> **What you are asked to do**:
Report how many lines of the data contain the string "surface", case-sensitive. Give only the number.
++++++++++++++++++++
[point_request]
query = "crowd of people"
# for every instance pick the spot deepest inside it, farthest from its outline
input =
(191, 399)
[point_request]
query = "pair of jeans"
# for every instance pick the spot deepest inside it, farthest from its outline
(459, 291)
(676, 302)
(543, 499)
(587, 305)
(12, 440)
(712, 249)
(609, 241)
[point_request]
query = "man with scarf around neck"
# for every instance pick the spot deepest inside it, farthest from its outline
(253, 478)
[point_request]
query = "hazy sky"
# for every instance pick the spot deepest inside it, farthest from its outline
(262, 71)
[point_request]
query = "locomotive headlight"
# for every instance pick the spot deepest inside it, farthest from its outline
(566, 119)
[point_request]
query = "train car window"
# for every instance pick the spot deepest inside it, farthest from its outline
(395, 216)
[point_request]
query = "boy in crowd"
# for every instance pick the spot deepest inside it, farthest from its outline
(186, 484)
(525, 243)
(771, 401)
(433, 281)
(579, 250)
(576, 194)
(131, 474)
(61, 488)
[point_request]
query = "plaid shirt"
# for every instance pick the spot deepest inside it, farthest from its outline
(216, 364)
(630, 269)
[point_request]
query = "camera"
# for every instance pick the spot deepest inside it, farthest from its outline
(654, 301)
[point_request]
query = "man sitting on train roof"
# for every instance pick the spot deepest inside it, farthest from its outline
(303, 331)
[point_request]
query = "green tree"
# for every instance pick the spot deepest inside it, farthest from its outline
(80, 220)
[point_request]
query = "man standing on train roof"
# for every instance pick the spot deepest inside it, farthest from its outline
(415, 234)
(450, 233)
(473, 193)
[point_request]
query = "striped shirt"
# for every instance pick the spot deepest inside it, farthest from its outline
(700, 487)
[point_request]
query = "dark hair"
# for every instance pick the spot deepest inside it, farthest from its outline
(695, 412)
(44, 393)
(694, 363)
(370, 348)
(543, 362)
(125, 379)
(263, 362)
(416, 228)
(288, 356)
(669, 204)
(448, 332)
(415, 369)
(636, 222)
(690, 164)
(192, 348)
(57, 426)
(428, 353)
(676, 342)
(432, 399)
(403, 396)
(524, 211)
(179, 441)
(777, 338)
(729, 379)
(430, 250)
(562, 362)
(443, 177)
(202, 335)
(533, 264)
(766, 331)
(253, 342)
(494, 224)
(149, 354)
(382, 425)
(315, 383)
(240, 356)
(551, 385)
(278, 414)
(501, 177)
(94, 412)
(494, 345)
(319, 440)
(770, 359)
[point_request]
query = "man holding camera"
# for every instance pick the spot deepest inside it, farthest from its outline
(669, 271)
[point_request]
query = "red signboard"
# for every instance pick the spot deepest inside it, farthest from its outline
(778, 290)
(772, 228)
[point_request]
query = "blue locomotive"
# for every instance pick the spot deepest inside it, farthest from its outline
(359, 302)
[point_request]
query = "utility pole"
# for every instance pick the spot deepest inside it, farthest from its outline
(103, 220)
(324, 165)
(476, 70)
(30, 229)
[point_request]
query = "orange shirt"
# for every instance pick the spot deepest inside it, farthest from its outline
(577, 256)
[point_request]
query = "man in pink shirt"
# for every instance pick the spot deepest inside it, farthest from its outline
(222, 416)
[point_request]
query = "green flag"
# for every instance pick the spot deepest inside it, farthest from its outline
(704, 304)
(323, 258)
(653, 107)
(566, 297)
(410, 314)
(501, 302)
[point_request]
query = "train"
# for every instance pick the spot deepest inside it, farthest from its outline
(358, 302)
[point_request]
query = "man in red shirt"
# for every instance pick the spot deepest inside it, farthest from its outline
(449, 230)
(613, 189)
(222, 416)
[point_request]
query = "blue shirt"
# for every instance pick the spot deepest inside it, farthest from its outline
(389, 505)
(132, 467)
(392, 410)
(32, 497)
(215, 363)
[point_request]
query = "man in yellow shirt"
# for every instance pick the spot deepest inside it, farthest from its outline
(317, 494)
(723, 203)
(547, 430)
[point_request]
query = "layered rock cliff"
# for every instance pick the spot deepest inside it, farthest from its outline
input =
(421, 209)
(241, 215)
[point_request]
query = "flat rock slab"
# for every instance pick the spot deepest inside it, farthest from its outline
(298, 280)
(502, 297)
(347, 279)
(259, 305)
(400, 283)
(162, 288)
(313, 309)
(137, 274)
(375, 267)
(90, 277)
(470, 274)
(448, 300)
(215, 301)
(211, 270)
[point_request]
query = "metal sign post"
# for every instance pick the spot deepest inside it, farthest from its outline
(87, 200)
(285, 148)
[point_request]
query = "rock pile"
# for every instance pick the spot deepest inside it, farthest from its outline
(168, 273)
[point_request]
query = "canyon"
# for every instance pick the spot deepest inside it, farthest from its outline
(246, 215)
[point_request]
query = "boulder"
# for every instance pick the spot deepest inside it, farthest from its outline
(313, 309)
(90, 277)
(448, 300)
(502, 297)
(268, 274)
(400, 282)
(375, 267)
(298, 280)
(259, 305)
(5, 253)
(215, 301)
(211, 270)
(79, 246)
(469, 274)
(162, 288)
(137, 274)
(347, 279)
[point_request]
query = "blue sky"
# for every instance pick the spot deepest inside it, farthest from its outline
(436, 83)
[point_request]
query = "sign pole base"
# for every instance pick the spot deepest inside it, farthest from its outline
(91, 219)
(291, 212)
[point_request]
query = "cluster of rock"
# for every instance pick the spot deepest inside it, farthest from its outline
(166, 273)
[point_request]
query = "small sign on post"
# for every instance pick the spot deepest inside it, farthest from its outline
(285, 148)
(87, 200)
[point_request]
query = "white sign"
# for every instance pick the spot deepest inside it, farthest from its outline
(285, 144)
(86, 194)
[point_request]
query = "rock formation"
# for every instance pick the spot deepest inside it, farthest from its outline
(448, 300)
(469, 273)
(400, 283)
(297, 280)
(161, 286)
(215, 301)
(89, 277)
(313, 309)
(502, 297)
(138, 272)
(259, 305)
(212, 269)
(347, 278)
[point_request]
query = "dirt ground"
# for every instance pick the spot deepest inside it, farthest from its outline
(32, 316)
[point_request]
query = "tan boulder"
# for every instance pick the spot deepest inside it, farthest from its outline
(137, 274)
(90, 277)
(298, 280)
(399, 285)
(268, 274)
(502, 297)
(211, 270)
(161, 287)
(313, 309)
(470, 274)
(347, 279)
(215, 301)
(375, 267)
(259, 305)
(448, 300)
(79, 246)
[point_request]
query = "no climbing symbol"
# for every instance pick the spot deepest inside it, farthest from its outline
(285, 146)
++++++++++++++++++++
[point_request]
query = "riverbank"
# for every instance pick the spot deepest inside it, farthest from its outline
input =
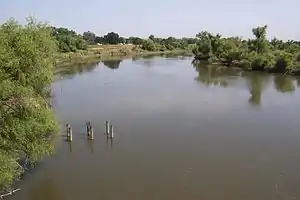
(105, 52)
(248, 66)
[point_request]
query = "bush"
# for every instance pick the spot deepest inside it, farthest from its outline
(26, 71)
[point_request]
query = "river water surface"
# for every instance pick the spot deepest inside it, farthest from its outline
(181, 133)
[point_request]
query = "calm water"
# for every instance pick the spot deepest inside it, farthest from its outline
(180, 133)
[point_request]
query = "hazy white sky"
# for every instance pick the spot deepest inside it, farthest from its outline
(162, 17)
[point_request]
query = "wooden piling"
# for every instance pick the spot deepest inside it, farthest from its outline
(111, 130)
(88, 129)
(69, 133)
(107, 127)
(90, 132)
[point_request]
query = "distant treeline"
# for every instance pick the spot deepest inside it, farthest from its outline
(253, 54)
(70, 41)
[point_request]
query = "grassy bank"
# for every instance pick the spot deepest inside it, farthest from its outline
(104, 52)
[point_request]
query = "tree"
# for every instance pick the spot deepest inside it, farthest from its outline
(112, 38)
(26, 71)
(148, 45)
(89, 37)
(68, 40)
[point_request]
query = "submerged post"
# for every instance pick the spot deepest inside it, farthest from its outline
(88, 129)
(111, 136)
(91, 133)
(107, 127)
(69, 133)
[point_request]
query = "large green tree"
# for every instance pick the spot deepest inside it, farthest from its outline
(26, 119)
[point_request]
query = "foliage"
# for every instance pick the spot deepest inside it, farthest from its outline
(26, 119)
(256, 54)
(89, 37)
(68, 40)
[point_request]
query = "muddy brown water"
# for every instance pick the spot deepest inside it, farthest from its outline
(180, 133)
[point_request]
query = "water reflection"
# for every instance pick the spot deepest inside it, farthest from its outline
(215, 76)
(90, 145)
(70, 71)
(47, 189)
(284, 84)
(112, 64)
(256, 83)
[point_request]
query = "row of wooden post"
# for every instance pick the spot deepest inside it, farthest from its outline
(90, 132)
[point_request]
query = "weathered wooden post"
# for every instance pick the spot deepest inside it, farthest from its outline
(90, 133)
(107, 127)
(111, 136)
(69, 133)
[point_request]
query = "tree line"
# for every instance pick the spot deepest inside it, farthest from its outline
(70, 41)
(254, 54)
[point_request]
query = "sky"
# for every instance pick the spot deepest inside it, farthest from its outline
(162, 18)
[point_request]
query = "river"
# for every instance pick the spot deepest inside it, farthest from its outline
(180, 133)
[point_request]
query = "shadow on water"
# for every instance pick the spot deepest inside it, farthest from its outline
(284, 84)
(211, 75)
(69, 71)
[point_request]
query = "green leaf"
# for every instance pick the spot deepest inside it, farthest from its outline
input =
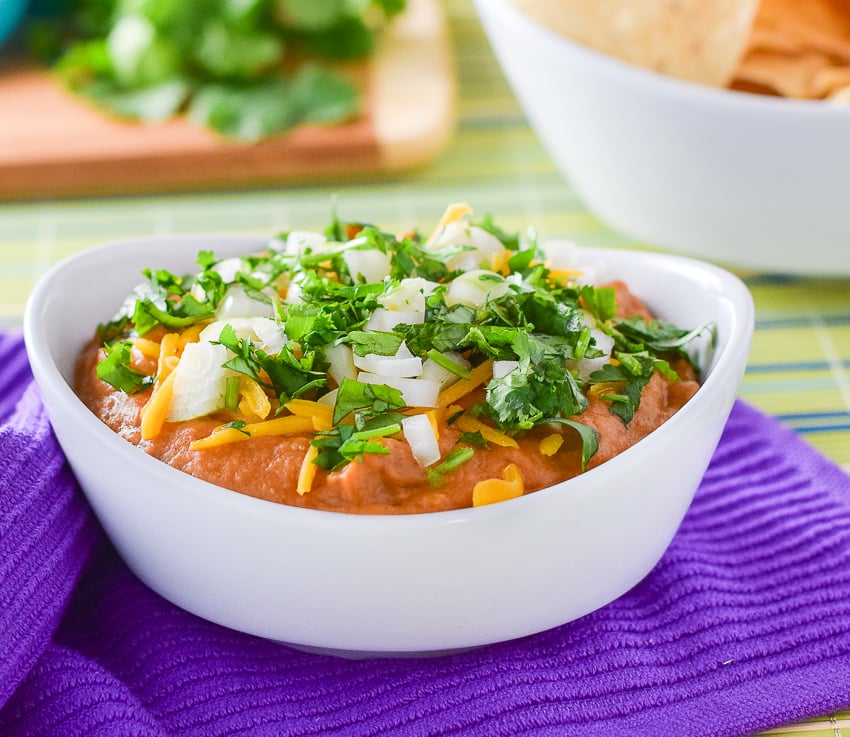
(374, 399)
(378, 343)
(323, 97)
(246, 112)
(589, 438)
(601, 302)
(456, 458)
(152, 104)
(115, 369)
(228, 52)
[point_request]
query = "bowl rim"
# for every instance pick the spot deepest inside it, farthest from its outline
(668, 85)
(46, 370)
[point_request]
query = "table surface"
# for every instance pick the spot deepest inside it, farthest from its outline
++++++++++++++++++++
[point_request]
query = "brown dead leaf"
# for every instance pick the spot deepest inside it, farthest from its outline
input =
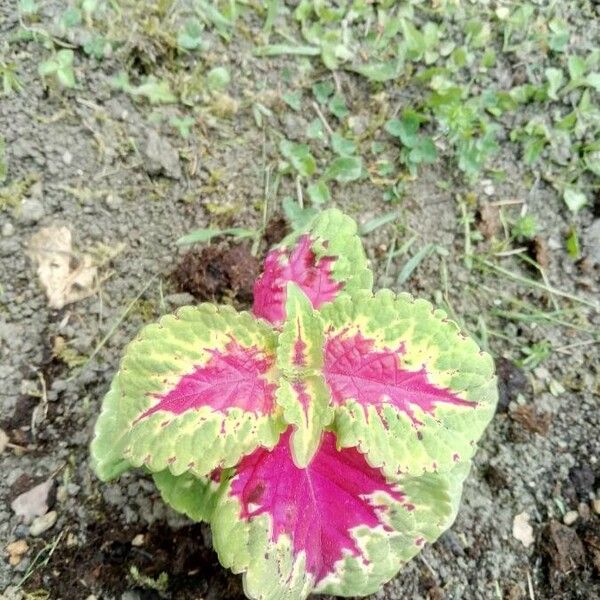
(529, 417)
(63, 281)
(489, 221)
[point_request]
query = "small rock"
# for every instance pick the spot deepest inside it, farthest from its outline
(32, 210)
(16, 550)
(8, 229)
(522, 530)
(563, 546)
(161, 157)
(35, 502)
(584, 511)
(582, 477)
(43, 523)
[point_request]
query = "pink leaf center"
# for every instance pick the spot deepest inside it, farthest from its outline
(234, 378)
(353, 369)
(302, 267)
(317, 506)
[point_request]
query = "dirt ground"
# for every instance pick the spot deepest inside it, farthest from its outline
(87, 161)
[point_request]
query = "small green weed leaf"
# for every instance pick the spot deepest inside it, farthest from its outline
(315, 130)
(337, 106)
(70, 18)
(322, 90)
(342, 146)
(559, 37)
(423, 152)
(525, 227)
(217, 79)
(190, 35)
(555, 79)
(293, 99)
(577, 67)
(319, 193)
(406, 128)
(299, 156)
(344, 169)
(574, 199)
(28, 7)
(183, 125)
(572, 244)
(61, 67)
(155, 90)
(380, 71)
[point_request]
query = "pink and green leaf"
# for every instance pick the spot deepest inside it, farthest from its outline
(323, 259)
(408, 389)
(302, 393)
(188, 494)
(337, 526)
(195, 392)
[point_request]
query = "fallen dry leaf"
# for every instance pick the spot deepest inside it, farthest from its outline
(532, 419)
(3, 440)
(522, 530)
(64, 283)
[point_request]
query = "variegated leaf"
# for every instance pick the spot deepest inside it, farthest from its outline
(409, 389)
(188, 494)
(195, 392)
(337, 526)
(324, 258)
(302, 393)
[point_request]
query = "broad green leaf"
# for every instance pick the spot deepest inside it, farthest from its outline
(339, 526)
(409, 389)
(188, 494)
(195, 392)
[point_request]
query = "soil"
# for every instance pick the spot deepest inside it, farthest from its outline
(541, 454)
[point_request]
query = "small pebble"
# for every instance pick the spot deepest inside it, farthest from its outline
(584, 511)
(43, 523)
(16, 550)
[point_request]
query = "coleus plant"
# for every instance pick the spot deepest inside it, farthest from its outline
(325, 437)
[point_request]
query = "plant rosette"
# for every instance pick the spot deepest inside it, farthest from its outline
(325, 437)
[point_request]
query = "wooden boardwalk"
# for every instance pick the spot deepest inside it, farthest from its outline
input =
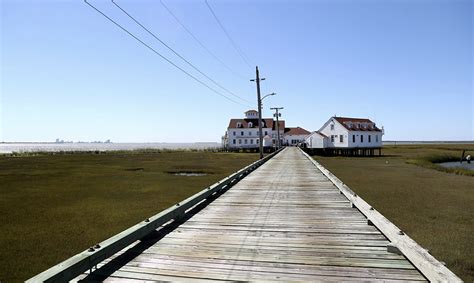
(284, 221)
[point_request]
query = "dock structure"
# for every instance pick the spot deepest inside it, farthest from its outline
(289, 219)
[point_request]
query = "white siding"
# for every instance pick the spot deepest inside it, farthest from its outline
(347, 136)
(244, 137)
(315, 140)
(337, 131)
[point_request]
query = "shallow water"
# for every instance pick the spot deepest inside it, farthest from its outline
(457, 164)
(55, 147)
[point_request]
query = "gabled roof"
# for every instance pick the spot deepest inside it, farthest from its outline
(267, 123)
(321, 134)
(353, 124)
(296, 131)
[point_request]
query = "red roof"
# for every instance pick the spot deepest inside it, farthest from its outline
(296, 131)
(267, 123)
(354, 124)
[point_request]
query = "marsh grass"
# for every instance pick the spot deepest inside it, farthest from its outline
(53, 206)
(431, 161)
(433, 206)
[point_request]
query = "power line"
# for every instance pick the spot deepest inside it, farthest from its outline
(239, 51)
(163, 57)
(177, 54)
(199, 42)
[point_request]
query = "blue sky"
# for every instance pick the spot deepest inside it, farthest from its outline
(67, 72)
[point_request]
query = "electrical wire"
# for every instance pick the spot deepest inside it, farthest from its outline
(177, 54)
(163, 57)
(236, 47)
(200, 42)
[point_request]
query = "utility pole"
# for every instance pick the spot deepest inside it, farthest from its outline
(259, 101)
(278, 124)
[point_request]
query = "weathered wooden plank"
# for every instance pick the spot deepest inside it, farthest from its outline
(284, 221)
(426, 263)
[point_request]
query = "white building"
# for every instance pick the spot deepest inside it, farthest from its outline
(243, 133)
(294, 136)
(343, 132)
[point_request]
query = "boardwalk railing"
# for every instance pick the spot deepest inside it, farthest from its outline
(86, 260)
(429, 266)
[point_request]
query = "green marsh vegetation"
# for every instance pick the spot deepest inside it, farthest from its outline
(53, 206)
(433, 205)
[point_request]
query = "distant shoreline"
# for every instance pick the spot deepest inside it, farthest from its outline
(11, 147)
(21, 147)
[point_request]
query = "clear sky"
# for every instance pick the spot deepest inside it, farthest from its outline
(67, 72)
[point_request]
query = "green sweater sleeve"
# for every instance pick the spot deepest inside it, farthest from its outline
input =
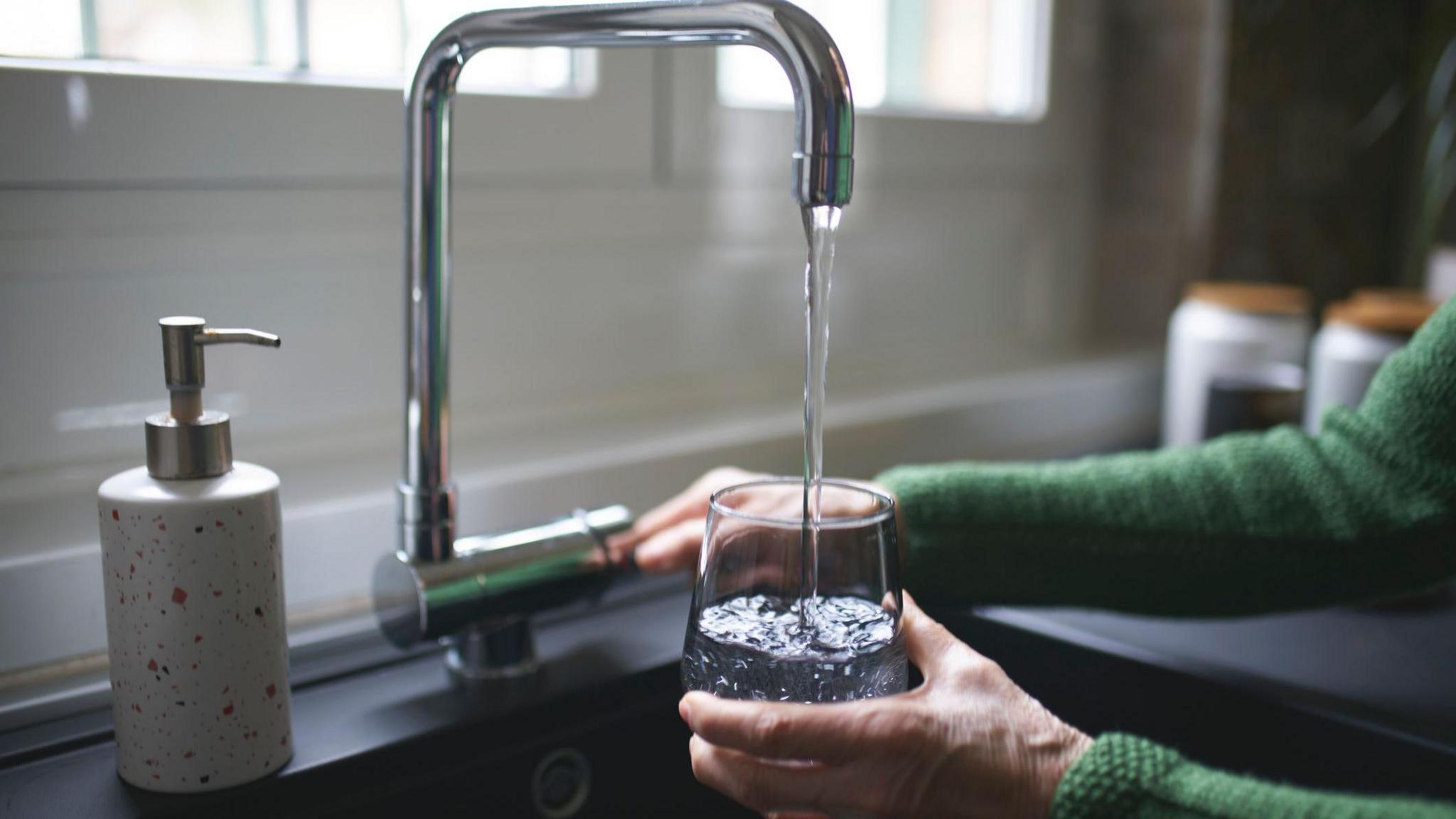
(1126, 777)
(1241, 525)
++++++++++++++++++++
> **The output**:
2